Biographical drama Beautiful Boy deserves complete credit for not shying away from showing the heartbreaking effects of mental health issues, that can often lead to addiction. Through David and Nic's relationship (a hauntingly beautiful and memorable portrayal by Steve Carell and Timothée Chalamet respectively), the movie focused on how even a person from a seemingly 'happy, supportive' family can battle mental health issues like depression and recovery can be a difficult road indeed. 

Timothee and Steve Carell
Source: sacurrent

5. Karthik Calling Karthik

Karthik Calling Karthik can easily be credited as one of the first Hindi films to showcase a male protagonist with a mental health disorder like schizophrenia. The film presented the challenges schizophreniacs suffer from, normalized seeking mental health, and highlighted the importance of providing emotional support to patients. It may have done so with rose-tinted glasses, but that does not take away from the fact that we had a leading hero who appeared 'suave' and well put-together but was actually suffering from a mental disorder - because mental health can, and does, afflict anyone, irrespective of what they 'look like'. 

Karthik Calling Karthik
Source: Netflix

6. Kaasav

This Marathi-language drama, which won the National Film Award for Best Feature Film, presented the story of a young man (a brilliant act by Alok Rajwade) battling depression. The beauty of the film was how it reiterated the message that just like any other physical illness, depression too needs medical treatment and help. That it does so with a male lead only furthers the cause of breaking down the stigma surrounding mental health problems.
◆ ◆ ◆ ◆
- [PROBLEMS TO WORK ON]
(A) According to the passage on films about mental health, which award did Kaasav win?
(B) Print the passage on films about mental health between "Karthik Calling Karthik can" and "they 'look like'.", inclusive.
The entries come from a separate, unrelated source.
◆ ◆ ◆ ◆
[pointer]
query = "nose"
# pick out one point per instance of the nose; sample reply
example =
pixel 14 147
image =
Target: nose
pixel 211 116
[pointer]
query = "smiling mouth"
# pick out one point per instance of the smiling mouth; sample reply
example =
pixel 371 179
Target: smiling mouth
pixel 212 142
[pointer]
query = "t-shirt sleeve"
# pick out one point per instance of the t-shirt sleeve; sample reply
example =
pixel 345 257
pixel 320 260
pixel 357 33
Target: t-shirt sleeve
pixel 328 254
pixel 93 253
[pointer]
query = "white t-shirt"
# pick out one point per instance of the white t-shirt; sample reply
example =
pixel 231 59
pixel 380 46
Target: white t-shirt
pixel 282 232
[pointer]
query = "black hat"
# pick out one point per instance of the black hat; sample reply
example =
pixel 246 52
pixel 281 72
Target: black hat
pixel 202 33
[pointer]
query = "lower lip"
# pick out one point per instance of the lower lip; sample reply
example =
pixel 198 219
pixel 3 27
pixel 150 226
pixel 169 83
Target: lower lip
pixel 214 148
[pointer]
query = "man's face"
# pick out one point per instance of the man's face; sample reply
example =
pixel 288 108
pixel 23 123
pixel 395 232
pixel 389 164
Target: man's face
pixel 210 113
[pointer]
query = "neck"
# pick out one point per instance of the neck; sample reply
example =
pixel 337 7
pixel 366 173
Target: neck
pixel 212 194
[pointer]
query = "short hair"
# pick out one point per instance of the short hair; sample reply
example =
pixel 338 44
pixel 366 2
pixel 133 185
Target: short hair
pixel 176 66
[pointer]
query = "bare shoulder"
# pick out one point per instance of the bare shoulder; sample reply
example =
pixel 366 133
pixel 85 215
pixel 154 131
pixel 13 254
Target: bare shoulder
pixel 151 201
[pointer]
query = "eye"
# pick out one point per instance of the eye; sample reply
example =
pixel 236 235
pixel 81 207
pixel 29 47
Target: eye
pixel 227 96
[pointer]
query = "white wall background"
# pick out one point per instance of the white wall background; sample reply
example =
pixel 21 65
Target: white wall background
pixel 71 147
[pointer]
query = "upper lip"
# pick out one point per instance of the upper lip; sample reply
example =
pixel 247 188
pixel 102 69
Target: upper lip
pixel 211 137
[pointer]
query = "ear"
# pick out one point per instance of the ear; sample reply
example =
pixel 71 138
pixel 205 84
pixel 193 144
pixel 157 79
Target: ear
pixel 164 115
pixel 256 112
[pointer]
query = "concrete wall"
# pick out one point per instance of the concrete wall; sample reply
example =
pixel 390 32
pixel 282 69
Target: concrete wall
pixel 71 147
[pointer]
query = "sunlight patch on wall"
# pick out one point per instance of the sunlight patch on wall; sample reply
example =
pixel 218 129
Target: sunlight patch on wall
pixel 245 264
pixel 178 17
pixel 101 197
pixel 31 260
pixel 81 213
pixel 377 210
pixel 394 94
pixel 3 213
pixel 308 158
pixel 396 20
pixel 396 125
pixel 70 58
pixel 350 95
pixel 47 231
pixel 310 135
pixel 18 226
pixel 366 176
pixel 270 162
◆ ◆ ◆ ◆
- [SOLUTIONS IN ORDER]
(A) The National Film Award for Best Feature Film.

(B)
Karthik Calling Karthik can easily be credited as one of the first Hindi films to showcase a male protagonist with a mental health disorder like schizophrenia. The film presented the challenges schizophreniacs suffer from, normalized seeking mental health, and highlighted the importance of providing emotional support to patients. It may have done so with rose-tinted glasses, but that does not take away from the fact that we had a leading hero who appeared 'suave' and well put-together but was actually suffering from a mental disorder - because mental health can, and does, afflict anyone, irrespective of what they 'look like'.